— BEGIN Exercise input —

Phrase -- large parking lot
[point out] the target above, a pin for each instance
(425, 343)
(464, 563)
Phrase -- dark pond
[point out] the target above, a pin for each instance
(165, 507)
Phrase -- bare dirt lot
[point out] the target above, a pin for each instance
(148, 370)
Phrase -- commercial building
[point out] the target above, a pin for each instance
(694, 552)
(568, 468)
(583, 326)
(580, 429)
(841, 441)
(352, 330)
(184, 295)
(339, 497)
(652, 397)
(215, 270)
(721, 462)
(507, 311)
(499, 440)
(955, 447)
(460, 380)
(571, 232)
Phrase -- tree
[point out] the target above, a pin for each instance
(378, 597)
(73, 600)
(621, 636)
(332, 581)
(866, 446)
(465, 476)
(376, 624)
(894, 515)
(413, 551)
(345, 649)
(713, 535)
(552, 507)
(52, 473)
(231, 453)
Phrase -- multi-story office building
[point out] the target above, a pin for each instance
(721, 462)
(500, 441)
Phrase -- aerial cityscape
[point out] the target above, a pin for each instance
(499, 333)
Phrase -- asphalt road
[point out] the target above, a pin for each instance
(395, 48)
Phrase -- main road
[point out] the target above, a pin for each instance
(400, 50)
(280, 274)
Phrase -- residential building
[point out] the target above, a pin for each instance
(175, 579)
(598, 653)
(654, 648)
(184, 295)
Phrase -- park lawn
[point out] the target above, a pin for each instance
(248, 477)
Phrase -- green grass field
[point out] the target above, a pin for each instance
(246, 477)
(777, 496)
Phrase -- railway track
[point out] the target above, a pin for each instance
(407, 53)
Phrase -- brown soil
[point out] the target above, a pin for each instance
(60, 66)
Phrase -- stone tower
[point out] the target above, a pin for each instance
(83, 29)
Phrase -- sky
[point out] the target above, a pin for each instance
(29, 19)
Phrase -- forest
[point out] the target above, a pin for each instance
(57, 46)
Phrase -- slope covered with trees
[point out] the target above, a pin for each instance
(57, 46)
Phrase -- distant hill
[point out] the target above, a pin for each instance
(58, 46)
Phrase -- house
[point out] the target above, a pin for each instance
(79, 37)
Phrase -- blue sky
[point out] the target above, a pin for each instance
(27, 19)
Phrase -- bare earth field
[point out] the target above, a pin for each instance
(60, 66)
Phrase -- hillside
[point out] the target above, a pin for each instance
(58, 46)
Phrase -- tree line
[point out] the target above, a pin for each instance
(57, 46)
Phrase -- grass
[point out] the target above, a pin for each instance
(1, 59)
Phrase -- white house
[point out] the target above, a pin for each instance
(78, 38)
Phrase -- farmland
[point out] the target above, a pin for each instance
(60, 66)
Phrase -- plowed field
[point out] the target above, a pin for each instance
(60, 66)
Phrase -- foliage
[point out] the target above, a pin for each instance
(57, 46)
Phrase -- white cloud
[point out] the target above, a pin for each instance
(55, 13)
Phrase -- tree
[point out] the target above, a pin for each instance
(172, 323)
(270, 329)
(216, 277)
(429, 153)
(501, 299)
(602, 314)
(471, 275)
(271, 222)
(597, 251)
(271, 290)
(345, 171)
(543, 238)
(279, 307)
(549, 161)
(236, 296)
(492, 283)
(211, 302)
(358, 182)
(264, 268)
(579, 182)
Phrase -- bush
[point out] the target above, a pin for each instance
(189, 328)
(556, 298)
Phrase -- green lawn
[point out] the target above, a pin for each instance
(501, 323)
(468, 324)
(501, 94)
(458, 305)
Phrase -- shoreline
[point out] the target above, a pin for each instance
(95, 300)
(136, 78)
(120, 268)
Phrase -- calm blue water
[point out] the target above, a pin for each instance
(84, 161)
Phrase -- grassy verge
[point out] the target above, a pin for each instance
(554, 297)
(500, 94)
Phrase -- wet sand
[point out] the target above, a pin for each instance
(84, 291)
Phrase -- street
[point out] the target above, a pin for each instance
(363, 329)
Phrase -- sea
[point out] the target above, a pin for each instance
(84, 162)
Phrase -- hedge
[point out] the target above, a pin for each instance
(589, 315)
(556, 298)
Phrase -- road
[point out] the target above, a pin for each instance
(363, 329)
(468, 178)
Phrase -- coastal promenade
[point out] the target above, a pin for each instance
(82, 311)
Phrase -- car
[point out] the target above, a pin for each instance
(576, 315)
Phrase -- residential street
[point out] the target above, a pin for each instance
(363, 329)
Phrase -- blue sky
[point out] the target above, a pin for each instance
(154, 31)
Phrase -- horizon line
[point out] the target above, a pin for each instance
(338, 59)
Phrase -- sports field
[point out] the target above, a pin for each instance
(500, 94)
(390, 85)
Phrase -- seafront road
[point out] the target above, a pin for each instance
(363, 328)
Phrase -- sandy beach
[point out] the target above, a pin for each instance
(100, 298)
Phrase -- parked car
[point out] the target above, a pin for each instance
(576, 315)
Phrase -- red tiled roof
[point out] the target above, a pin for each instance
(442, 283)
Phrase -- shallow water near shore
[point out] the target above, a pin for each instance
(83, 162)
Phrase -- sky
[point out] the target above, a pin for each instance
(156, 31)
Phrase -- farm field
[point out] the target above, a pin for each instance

— END Exercise input —
— BEGIN Exercise input —

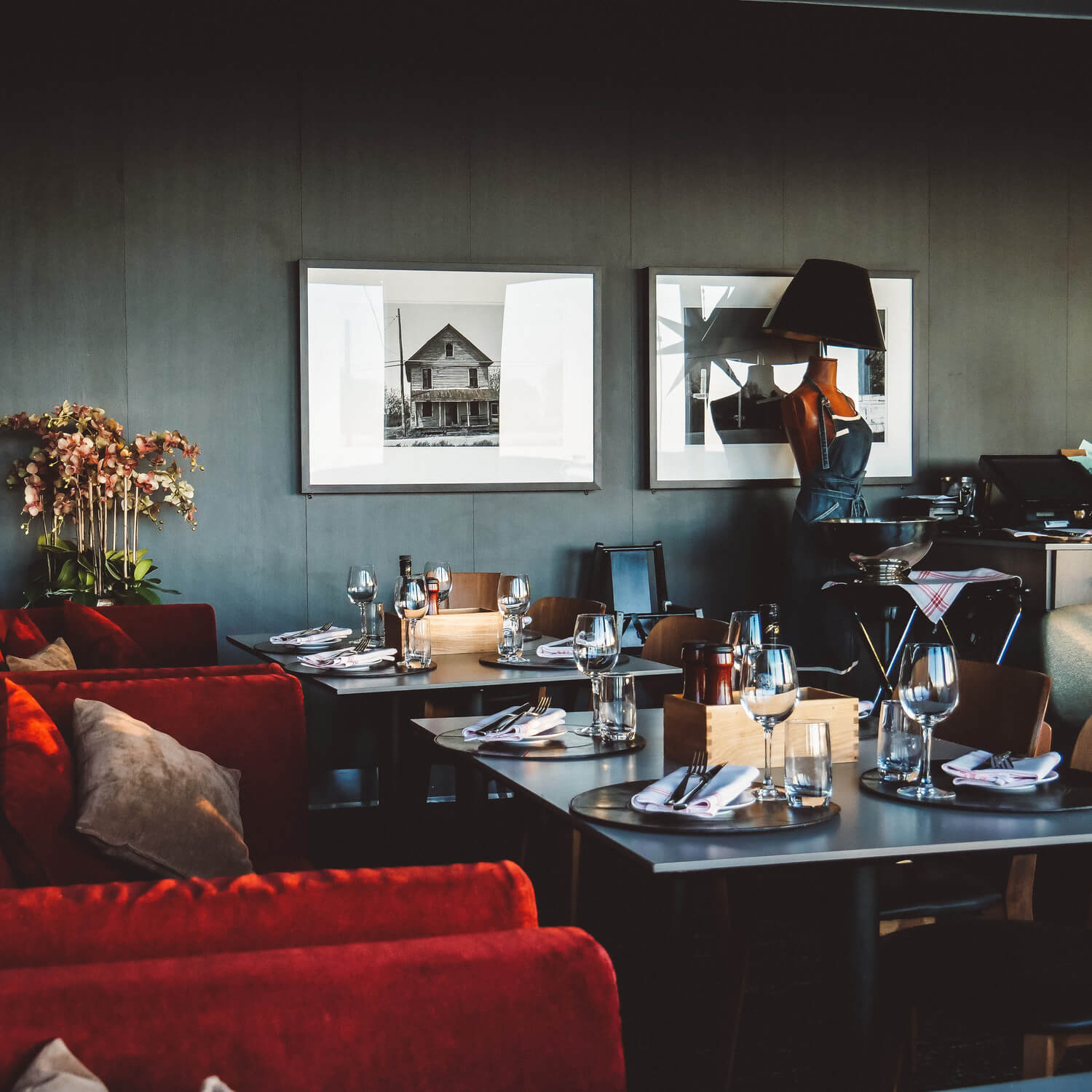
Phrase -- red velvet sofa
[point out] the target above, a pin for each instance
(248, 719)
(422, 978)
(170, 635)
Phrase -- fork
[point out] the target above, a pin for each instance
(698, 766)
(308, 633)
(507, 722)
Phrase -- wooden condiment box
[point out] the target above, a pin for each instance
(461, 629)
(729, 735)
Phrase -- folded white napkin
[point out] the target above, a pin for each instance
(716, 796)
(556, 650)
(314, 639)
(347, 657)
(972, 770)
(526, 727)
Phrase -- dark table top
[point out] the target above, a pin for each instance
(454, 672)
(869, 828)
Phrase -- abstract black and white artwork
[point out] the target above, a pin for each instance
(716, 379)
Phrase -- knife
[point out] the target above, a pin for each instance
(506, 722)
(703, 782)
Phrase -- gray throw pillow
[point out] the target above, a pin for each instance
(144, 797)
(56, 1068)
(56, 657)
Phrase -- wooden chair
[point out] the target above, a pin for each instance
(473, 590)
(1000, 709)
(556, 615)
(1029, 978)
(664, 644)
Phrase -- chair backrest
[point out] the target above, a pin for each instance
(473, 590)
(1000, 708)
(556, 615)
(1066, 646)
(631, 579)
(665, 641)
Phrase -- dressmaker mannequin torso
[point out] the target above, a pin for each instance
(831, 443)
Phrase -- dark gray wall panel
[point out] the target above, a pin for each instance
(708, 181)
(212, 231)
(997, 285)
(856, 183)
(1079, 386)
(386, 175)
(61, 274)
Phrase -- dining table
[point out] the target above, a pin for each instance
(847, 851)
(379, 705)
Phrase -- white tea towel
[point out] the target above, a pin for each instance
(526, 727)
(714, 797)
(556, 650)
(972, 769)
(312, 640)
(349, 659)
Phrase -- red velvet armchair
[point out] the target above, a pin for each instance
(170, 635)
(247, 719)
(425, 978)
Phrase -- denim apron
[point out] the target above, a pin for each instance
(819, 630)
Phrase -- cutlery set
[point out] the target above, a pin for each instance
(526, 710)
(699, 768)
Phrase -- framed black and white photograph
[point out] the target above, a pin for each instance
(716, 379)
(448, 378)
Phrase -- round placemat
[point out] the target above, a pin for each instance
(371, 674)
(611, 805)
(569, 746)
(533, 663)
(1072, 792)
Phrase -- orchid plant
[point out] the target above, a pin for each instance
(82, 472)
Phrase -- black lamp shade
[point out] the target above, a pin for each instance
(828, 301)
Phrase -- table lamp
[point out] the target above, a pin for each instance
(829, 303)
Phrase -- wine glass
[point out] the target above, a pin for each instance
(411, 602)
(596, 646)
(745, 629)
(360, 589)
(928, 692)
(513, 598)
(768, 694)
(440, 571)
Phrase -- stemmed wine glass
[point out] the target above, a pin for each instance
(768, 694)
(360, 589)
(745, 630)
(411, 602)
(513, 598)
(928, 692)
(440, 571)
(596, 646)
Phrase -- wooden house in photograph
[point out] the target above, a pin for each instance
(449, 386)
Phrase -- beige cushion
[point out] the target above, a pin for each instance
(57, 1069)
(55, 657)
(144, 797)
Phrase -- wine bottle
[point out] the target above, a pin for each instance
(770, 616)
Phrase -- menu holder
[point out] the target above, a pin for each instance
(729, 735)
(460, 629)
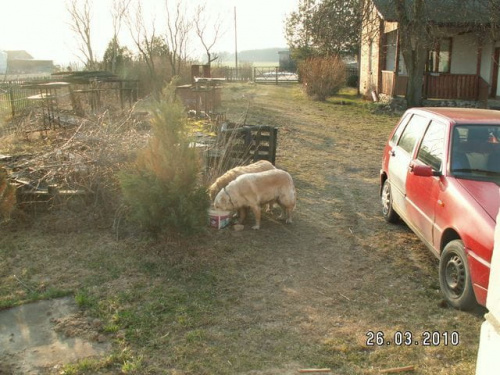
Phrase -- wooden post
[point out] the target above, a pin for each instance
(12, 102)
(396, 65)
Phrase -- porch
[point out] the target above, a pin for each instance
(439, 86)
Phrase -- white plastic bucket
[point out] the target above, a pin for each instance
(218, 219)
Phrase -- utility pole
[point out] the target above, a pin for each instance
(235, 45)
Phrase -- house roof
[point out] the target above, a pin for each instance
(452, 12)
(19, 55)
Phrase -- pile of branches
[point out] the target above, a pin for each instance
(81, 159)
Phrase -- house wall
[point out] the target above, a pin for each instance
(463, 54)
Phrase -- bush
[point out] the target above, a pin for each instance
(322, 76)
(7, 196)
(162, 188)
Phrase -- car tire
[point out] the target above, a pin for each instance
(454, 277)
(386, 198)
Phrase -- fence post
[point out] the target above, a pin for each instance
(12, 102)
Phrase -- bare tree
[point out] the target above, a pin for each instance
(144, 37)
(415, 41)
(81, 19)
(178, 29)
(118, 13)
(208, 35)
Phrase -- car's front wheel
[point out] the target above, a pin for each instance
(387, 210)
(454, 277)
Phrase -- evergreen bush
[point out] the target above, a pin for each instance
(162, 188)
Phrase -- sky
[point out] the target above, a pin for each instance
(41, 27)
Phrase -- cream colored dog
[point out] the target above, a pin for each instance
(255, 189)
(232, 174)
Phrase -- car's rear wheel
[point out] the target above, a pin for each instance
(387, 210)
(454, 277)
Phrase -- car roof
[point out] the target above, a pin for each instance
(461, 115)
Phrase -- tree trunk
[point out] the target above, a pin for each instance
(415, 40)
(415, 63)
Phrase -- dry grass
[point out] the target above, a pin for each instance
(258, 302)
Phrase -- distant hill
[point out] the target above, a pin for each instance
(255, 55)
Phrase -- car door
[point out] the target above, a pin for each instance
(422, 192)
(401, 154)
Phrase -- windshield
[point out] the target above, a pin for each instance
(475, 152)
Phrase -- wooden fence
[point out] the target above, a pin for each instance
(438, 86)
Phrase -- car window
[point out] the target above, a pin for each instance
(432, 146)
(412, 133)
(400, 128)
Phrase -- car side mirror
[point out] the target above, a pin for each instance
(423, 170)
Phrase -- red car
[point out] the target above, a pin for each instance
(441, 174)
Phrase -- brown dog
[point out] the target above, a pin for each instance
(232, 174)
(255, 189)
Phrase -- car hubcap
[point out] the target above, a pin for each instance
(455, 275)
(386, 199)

— END Exercise input —

■ **Exercise instructions**
Extract each line of the material above that contains the word "wall".

■ **Exercise response**
Phrase -- dark gray wall panel
Phrase -- house wall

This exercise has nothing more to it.